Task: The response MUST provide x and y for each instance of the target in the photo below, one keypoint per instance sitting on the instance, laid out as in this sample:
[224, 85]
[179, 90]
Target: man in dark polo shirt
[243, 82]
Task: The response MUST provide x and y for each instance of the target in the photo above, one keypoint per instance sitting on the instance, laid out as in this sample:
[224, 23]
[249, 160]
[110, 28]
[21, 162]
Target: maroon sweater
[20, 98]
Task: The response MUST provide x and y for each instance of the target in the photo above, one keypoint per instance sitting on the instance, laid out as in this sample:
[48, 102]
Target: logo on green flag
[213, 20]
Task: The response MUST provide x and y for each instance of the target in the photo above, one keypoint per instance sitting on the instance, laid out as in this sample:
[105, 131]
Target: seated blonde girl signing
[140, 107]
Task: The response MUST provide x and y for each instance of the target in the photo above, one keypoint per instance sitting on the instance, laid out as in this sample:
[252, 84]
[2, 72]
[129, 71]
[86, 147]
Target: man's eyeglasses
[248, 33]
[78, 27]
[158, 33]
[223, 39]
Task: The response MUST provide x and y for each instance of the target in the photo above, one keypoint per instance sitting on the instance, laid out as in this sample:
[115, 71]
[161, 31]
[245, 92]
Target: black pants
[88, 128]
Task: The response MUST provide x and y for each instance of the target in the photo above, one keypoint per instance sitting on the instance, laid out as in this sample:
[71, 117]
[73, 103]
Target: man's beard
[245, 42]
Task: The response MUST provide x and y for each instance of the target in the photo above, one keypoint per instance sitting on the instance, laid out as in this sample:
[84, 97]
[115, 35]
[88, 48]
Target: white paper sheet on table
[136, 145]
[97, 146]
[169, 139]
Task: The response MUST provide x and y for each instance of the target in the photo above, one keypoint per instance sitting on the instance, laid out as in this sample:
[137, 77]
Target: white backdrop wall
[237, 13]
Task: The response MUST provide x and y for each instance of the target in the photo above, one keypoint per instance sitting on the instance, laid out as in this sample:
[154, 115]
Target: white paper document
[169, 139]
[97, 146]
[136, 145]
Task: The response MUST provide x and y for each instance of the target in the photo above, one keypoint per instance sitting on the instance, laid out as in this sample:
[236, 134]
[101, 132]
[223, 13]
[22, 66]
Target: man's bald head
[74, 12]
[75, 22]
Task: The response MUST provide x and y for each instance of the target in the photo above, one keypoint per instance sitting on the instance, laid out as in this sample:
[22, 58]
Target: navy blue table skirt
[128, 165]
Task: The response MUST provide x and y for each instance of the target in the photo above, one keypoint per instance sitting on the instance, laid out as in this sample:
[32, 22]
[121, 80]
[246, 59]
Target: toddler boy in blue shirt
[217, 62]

----------

What this task involves:
Copy each entry exactly, with nothing added or dropped.

Full output:
Task: The response MUST provide x and y for each instance of the target in the photo below, one keypoint per instance sitting on the instance, laid out as in this sample:
[224, 85]
[179, 90]
Target: man in dark polo shirt
[243, 82]
Task: The response MUST provide x and y for each instance of the target in the photo above, one keypoint per instance sitting on the instance, laid out as in this sample:
[224, 23]
[249, 160]
[110, 28]
[21, 162]
Target: maroon sweater
[20, 98]
Task: The response MUST provide x and y for each instance of the target in the photo above, one keypoint per instance sitting on the instance, laid out as in this sample:
[48, 102]
Target: logo on green flag
[213, 20]
Task: The response MUST provide x and y for each instance of the target in the photo above, one keypoint per instance sitting on the instance, laid out as in this sample:
[105, 131]
Target: seated blonde girl signing
[140, 107]
Task: The response MUST provide x and y for each instance of the target in the photo above, one keypoint per instance sitting on the instance, laid out as in this sample:
[252, 84]
[2, 72]
[129, 71]
[86, 147]
Target: man's eyeglasses
[248, 33]
[78, 27]
[158, 33]
[223, 39]
Task: The response MUST provide x and y for each instance of the target in the photo above, one keypoint per instance sitting on the instance, laid out as in this sample:
[115, 71]
[161, 31]
[245, 92]
Target: black pants
[88, 128]
Task: The response MUST provide x and y for each instance of the target in the photo above, one keypoint per instance sitting on the instance, laid out as in this sample:
[71, 117]
[73, 103]
Target: man's beard
[245, 42]
Task: The response MUST provide x and y for each instance of the target in the photo above, one keypoint per instance sitting on the instance, laid out as in this sample:
[84, 97]
[115, 35]
[88, 48]
Target: white paper sheet on table
[136, 145]
[97, 146]
[169, 139]
Task: The response MUST provide x and y for each instance of the target in the photo above, one keypoint per instance sitting on the instance, laid out as in this sample:
[137, 77]
Target: white backdrop wall
[237, 13]
Task: The response MUST provide x and y for each instance of the target in the photo above, one keypoint per instance sitting on the instance, laid out as in this sample:
[154, 115]
Target: white paper document
[169, 139]
[97, 146]
[136, 145]
Task: The response MUST provide x and y for each instance of the target in the photo above, one keypoint per instance sitting on the instance, laid out as in this sample:
[236, 134]
[101, 132]
[223, 13]
[22, 66]
Target: man's bald head
[74, 12]
[75, 22]
Task: The response MUST provide x and y for each instance of the target in the photo above, one keypoint per instance sitting on the instance, laid out as in this sample:
[22, 58]
Target: navy blue table skirt
[128, 165]
Task: The response MUST provide x and y for each instance of the target in the photo above, one keypoint per instance sitting on the instance, laid out as in this sample:
[32, 22]
[121, 80]
[246, 59]
Target: toddler boy in blue shirt
[217, 62]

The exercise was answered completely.